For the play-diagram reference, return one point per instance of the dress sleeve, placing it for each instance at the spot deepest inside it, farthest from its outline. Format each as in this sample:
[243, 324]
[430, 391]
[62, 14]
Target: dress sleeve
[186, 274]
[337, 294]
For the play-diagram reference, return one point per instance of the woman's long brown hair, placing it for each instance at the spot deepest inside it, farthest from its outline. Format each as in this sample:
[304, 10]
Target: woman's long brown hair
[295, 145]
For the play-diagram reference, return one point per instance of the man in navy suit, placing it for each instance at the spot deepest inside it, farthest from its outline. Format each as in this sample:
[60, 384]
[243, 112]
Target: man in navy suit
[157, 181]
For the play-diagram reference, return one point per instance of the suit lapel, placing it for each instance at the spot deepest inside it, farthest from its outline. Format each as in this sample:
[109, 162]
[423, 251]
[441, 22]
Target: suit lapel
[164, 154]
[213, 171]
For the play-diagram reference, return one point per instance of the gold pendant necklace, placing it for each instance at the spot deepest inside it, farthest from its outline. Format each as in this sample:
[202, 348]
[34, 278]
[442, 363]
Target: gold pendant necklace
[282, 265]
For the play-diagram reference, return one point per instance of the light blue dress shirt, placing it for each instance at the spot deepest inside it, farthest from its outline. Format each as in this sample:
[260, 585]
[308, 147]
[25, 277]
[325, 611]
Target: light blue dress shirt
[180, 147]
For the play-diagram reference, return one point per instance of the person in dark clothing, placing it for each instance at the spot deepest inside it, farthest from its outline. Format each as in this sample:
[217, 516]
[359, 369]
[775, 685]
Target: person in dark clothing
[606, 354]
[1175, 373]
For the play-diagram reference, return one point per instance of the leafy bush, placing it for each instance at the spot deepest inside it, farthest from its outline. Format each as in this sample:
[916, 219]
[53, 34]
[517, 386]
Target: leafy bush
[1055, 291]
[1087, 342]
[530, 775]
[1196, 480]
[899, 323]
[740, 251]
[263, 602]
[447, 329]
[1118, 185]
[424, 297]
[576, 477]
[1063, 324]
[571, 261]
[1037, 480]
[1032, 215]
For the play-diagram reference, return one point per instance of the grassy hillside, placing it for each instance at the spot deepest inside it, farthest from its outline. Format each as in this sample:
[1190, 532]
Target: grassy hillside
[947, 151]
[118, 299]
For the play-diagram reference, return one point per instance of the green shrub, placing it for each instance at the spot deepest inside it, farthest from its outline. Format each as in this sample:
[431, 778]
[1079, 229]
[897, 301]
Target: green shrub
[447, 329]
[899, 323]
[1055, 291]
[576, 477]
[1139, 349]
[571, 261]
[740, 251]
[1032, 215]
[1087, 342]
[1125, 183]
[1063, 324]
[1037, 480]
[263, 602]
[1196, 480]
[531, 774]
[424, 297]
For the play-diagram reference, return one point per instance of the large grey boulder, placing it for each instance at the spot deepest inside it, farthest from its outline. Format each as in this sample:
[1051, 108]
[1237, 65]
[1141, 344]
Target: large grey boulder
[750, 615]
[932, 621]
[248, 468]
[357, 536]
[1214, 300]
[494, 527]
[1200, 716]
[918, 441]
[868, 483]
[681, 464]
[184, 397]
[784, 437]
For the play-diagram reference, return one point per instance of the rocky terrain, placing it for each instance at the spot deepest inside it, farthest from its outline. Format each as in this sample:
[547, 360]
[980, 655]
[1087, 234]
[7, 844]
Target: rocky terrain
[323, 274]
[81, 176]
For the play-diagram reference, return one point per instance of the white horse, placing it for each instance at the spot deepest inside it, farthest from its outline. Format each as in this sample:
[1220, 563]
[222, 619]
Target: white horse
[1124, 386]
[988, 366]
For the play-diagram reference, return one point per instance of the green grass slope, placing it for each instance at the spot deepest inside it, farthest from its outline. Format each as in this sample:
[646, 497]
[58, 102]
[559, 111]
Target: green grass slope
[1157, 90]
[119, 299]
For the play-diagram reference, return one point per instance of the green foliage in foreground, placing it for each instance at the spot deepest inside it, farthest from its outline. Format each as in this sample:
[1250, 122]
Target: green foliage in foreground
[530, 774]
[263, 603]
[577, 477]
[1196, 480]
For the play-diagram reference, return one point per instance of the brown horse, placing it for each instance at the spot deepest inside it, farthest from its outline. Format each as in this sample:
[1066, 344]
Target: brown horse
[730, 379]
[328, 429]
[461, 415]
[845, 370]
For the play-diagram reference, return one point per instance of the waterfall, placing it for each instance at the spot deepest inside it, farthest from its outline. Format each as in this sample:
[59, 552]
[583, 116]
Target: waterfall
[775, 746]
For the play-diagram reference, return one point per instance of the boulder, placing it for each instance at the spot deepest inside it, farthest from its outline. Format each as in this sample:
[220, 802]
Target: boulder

» Task to carry out: Reproduce exactly, and only, the lines from the start of the entries through the one that contains "navy suit, placing".

» Exercise output:
For the play-diagram reference, return one point per instance of the dress sleeve, placing it for each instance at the spot deepest inside it, farthest from its outline. Format each as in this sample:
[243, 324]
[430, 391]
[62, 14]
Target: dress sleeve
[186, 274]
[337, 294]
For the play-diagram reference, return one point per instance of the woman's long brown hair, placing it for each instance at the spot deepest inside it, farthest from its outline. Format each as in this sample:
[304, 10]
Target: woman's long brown hair
[295, 145]
For the play-diagram reference, return one point per instance of the man in navy suit, placing it for each instance at the spot deepest inside it, farthest from its outline. Format each as in this sample:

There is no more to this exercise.